__Exercise A__
According to the hereditary pancreatitis text, what is the estimated chance of developing pancreatitis because of a variant in the PRSS1 gene?
__Exercise B__
Please carry on the hereditary pancreatitis text from its final sentence, about genetic testing.

__Document excerpt__
The gene most commonly related to a hereditary pancreatitis diagnosis is PRSS1. Under normal circumstances, PRSS1 provides the body with instructions to make an important digestive enzyme. This enzyme is referred to as trypsinogen in its inactive form and trypsin in its activated form; variants in PRSS1 may cause trypsinogen to activate prematurely, causing damage to the tissue of the pancreas. However, some families with hereditary pancreatitis don’t yet have an identifiable genetic cause.



Causes of Hereditary Pancreatitis

Variants in the PRSS1 gene are the primary cause of hereditary pancreatitis. However, not all families with hereditary pancreatitis have an identifiable genetic cause in the PRSS1 gene. It’s estimated that between 60% to 85% of people with hereditary pancreatitis have an identifiable genetic cause. Variants in other genes, some of which are not yet identified, can cause hereditary pancreatitis in those who do not have a disease-causing variant in PRSS1.

The PRSS1 genes give instructions for making the enzyme cationic trypsinogen, which is produced in the pancreas and aids in the digestion of food.

The U.S. National Library of Medicine explains: “Some PRSS1 gene mutations that cause hereditary pancreatitis result in the production of a cationic trypsinogen enzyme that is prematurely converted to trypsin while it is still in the pancreas. Other mutations prevent trypsin from being broken down. These changes result in elevated levels of trypsin in the pancreas. Trypsin activity in the pancreas can damage pancreatic tissue and can also trigger an immune response, causing inflammation in the pancreas.”

For reasons that remain unknown, not all individuals with a disease-causing variant in PRSS1 develop hereditary pancreatitis. The chance of developing pancreatitis due to a variant in the PRSS1 gene has been estimated to be approximately 80%. 


Familial Pancreatitis

Familial pancreatitis is used to describe families with a higher incidence of pancreatitis than expected by chance. A diagnosis of familial pancreatitis requires at least two or more first- or second-degree family members with idiopathic pancreatitis not attributed to obstructive or environmental causes. Additional causes of pancreatitis that should be ruled out include PRSS1-hereditary pancreatitis and a CFTR-related disorder. Idiopathic refers to the unknown etiology, or cause, of the pancreatitis attacks. To rule out other causes, your healthcare provider may ask questions about your lifestyle behaviors, medications you’ve been on, and other details about your life. Genetic testing may be indicated to look for genetic variants associated with familial and/or hereditary pancreatitis.

__Stored records__
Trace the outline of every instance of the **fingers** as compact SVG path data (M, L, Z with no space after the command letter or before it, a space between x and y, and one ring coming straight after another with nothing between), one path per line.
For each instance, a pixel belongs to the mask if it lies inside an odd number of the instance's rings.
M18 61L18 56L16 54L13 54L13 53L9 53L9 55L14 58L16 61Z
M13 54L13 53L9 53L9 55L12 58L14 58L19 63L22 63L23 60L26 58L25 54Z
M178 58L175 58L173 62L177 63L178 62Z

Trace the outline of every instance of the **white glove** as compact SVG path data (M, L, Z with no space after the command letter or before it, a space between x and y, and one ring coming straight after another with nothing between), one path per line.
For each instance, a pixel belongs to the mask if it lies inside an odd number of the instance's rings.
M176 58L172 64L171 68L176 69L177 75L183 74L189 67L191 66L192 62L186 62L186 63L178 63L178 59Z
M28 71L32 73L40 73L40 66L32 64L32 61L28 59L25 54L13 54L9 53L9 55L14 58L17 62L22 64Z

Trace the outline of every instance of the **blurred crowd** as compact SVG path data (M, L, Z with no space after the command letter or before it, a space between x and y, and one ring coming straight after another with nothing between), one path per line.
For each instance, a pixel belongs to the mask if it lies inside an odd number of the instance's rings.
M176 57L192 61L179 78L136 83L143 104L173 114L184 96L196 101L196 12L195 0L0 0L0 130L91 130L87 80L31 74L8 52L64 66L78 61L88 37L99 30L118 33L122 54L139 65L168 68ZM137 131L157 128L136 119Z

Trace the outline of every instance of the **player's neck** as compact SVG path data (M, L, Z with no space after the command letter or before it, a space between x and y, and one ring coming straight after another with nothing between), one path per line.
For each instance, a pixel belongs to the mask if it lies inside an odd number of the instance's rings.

__Task response A__
Approximately 80%.

__Task response B__
The Distinction Between Hereditary and Familial Pancreatitis

The distinction between hereditary and familial pancreatitis is important to determine the cause of pancreatitis in a family and risk to other family members. Ultimately, the risk for family members to develop pancreatitis depends on both the presentation of pancreatitis within the family and the presence of known genetic contributions. 

Although genetic variants are expected to contribute to pancreatitis in hereditary and familial pancreatitis kindreds, not all families have a known genetic cause due to limitations in testing and research. Still, avoiding certain lifestyle behaviors like drinking alcohol or smoking cigarettes may reduce the severity of attacks or slow the progression of chronic pancreatitis even in individuals with genetic forms of pancreatitis. Speak to your healthcare provider if you have questions surrounding your diagnosis or the diagnosis of a loved one.



How Genetic Testing for Diseases Can Impact Treatment

Genetic testing involves examining your genes for changes that may or may not cause illness or disease. The results of a genetic test allow your doctors to make better targeted treatment decisions for your disease.